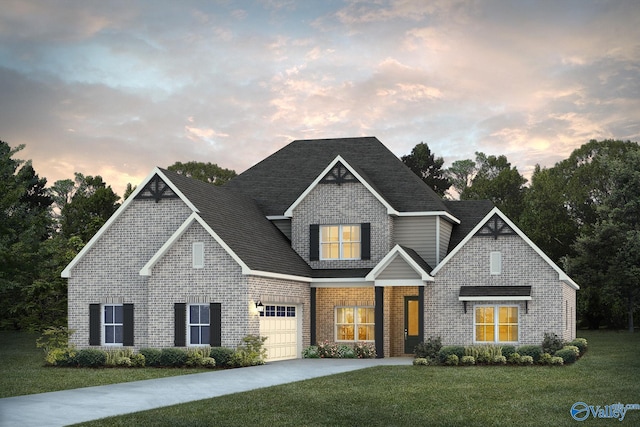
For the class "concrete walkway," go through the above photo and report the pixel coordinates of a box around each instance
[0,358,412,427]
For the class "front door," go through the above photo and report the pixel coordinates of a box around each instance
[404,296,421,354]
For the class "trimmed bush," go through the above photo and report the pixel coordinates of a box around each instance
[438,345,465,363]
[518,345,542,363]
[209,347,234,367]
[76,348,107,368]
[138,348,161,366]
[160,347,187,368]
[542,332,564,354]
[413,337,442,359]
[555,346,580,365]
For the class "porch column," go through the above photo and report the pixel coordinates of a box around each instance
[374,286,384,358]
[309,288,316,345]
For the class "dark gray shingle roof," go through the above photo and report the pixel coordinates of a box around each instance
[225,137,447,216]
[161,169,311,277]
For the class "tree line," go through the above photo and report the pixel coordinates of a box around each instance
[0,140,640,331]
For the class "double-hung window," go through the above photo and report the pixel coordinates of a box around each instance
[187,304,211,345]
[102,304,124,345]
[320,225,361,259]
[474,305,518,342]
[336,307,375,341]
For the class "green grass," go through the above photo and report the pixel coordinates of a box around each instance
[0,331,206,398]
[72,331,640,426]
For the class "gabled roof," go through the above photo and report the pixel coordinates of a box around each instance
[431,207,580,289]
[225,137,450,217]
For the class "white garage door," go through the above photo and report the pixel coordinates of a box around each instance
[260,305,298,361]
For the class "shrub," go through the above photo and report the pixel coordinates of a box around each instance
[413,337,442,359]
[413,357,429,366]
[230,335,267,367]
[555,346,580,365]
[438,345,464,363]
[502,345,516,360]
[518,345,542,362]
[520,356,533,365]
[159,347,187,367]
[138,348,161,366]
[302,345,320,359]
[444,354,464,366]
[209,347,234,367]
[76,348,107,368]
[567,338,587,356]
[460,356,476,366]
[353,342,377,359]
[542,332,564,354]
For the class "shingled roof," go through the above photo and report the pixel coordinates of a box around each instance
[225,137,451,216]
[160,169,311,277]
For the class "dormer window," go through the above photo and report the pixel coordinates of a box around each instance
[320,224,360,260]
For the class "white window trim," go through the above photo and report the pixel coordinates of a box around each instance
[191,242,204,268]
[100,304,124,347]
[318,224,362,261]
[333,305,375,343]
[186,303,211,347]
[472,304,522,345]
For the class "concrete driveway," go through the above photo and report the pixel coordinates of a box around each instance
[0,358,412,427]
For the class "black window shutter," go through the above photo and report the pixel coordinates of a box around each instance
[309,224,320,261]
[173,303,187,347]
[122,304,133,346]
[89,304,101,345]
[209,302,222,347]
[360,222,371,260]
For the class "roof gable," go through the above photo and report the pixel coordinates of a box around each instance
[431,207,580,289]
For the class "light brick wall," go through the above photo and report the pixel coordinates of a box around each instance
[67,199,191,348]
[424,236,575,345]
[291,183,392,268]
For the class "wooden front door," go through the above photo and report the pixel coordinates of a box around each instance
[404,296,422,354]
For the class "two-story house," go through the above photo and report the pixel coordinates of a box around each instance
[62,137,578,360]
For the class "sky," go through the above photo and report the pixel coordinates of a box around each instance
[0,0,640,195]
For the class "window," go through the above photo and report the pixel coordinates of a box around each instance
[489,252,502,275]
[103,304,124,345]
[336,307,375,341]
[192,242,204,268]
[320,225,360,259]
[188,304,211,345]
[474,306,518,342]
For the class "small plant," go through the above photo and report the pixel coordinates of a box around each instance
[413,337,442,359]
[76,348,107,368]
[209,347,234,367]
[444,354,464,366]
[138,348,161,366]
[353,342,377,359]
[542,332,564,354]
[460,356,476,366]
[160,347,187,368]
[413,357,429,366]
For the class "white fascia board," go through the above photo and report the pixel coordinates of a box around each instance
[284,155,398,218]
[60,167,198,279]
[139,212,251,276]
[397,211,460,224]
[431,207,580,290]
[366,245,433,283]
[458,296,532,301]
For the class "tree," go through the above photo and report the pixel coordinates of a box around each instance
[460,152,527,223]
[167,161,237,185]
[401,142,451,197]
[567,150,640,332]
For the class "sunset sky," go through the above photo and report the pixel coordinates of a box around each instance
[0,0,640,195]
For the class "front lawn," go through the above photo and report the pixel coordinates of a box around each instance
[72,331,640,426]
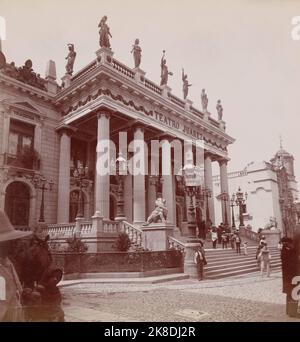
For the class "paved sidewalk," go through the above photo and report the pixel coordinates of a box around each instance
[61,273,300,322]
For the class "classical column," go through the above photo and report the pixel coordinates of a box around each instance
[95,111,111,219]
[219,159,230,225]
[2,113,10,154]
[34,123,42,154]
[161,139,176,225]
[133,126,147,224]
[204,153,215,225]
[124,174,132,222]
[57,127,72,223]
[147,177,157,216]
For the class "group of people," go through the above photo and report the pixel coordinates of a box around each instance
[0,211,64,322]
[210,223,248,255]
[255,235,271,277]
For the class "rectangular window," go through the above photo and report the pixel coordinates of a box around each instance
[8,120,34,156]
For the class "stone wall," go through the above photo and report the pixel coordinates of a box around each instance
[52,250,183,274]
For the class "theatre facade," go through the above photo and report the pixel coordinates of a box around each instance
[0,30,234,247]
________
## Problem to work on
Recast every line of the records above as a Markdown table with the columns Row and Line, numbering the rows in order and skipping blank lines. Leave the pictures out.

## Solution for this problem
| Row | Line |
|---|---|
| 1 | For the class "concrete walkway," go through the above photo and report the pixel coordinates of a box around each instance |
| 2 | [0,358,412,427] |
| 3 | For the class "front door," go through the above photo and report the pixel coordinates of a box around each instance |
| 4 | [404,296,421,354] |
| 5 | For the class "trimmed bush," go through the above photo and report the pixel coordinates of a box around each instance |
| 6 | [438,345,465,363] |
| 7 | [518,345,542,363] |
| 8 | [209,347,234,367] |
| 9 | [76,348,107,368] |
| 10 | [138,348,161,366] |
| 11 | [160,347,187,368] |
| 12 | [542,332,564,354] |
| 13 | [413,337,442,359] |
| 14 | [555,346,580,365] |
| 15 | For the class "porch column," go through the above photo and report the pixel coordinates of a box around each instance |
| 16 | [374,286,384,358] |
| 17 | [309,288,316,345] |
| 18 | For the class "dark gray shingle roof," go through the above photo and report the pixel coordinates of a box around each instance |
| 19 | [225,137,447,216] |
| 20 | [161,169,311,277] |
| 21 | For the class "tree line," go through the above photo and report the pixel coordinates of a box around each instance |
| 22 | [0,140,640,331] |
| 23 | For the class "double-hung window," go through the above photo and report the pixel coordinates of a box around each instance |
| 24 | [187,304,211,345] |
| 25 | [102,304,124,345] |
| 26 | [320,225,361,259] |
| 27 | [474,305,518,342] |
| 28 | [336,307,375,341] |
| 29 | For the class "green grass," go through the above photo and report the pixel coordinates of a box around each instance |
| 30 | [0,331,206,398] |
| 31 | [72,331,640,426] |
| 32 | For the class "gabled roof," go through the above photo and report the pixel coordinates of a box around each instance |
| 33 | [431,207,580,289] |
| 34 | [225,137,450,217] |
| 35 | For the class "white garage door," go through the above photo and report the pixel coordinates of a box around each instance |
| 36 | [260,305,298,361] |
| 37 | For the class "shrub," go through the above photo and report the pixel coordinates of a box around each instance |
| 38 | [413,337,442,359] |
| 39 | [413,357,429,366] |
| 40 | [230,335,267,367] |
| 41 | [555,346,580,365] |
| 42 | [438,345,464,363] |
| 43 | [502,345,516,360] |
| 44 | [518,345,542,362] |
| 45 | [520,356,533,365] |
| 46 | [159,347,187,367] |
| 47 | [138,348,161,366] |
| 48 | [302,345,320,359] |
| 49 | [444,354,464,366] |
| 50 | [209,347,234,367] |
| 51 | [76,348,107,368] |
| 52 | [567,338,587,356] |
| 53 | [460,356,476,366] |
| 54 | [353,342,377,359] |
| 55 | [542,332,564,354] |
| 56 | For the class "shingled roof," go through the above photo and report the pixel coordinates of a box around each instance |
| 57 | [225,137,451,216] |
| 58 | [160,169,311,277] |
| 59 | For the class "dormer window," go through the above photo and report the pixel coordinates of a box around each instance |
| 60 | [320,224,360,260] |
| 61 | For the class "white window trim," go through the above photo and report the pixel coordinates of a box around each instance |
| 62 | [191,242,204,268] |
| 63 | [100,304,124,347] |
| 64 | [318,224,362,261] |
| 65 | [333,305,375,343] |
| 66 | [186,303,211,347] |
| 67 | [472,304,522,345] |
| 68 | For the class "concrete driveway," go through the above photo and report the pixel coordinates of a box around each instance |
| 69 | [0,358,412,427] |
| 70 | For the class "black window shutter," go through the above photo and report the pixel coordinates of a box around each instance |
| 71 | [309,224,320,261] |
| 72 | [173,303,187,347] |
| 73 | [122,304,133,346] |
| 74 | [89,304,101,345] |
| 75 | [209,302,222,347] |
| 76 | [360,222,371,260] |
| 77 | For the class "roof gable," go through the above photo and report the pixel coordinates of a box around each instance |
| 78 | [431,207,580,289] |
| 79 | For the class "light brick wall," go through the above photo and report the pixel coordinates of a box around each instance |
| 80 | [67,199,191,348] |
| 81 | [424,236,575,345] |
| 82 | [291,183,392,268] |
| 83 | For the class "wooden front door," go through the above photo and report the pixel coordinates of a box around each instance |
| 84 | [404,296,422,354] |
| 85 | For the class "two-story house," go through the above photo and report the pixel coordinates of a box around each instance |
| 86 | [62,137,578,360] |
| 87 | For the class "sky," go through the above photo and report the pixel coordinates of a box around each instance |
| 88 | [0,0,640,195] |
| 89 | For the class "window," go through the above photo and report the pixel coordinates of a box around each instance |
| 90 | [489,252,502,275] |
| 91 | [103,304,124,345] |
| 92 | [336,307,375,341] |
| 93 | [192,242,204,268] |
| 94 | [320,225,360,259] |
| 95 | [188,304,211,345] |
| 96 | [474,306,518,342] |
| 97 | For the class "small plant," go through the above photo and report the pixel coordinates of a box around each instance |
| 98 | [413,337,442,359] |
| 99 | [76,348,107,368] |
| 100 | [209,347,234,367] |
| 101 | [444,354,464,366] |
| 102 | [138,348,161,366] |
| 103 | [353,342,377,359] |
| 104 | [542,332,564,354] |
| 105 | [460,356,476,366] |
| 106 | [160,347,187,368] |
| 107 | [413,357,429,366] |
| 108 | For the class "white fascia board," go through the above photo and report the pixel coordinates of a box around each instance |
| 109 | [284,155,398,218] |
| 110 | [60,167,198,279] |
| 111 | [139,212,251,276] |
| 112 | [397,211,460,224] |
| 113 | [431,207,580,290] |
| 114 | [366,245,433,283] |
| 115 | [458,296,532,301] |
| 116 | For the class "tree," go through the above photo and report the pixel coordinates of a box around each instance |
| 117 | [460,152,527,223] |
| 118 | [167,161,237,185] |
| 119 | [401,142,451,197] |
| 120 | [567,150,640,332] |
| 121 | For the class "sunset sky," go through the above photo and report the pixel coordinates of a box around each instance |
| 122 | [0,0,640,195] |
| 123 | For the class "front lawn," go through the above photo and report the pixel coordinates of a box around each instance |
| 124 | [72,331,640,426] |
| 125 | For the class "paved sidewalk," go through the above photo and report the pixel coordinates of a box around each instance |
| 126 | [61,273,300,322] |
| 127 | For the class "classical column," go through the above photo and report the pixel coordinates of a box around each instance |
| 128 | [95,111,111,219] |
| 129 | [219,159,230,225] |
| 130 | [2,113,10,154] |
| 131 | [34,123,42,154] |
| 132 | [161,139,176,225] |
| 133 | [133,126,147,224] |
| 134 | [204,153,215,225] |
| 135 | [124,174,132,222] |
| 136 | [57,127,72,223] |
| 137 | [147,177,157,216] |
| 138 | For the class "group of people," go through the above photo and report the pixel coordinates of a box around each instance |
| 139 | [0,211,64,322] |
| 140 | [210,223,248,255] |
| 141 | [255,235,271,277] |
| 142 | For the class "rectangular window," go through the above photo and report the pixel coordinates of a box around each instance |
| 143 | [8,120,34,156] |
| 144 | For the class "stone wall," go through the above photo and report the pixel coordinates of a box around each instance |
| 145 | [52,250,183,274] |
| 146 | For the class "theatre facade," go through the above photo and report the pixel coordinates of a box around each instance |
| 147 | [0,30,234,247] |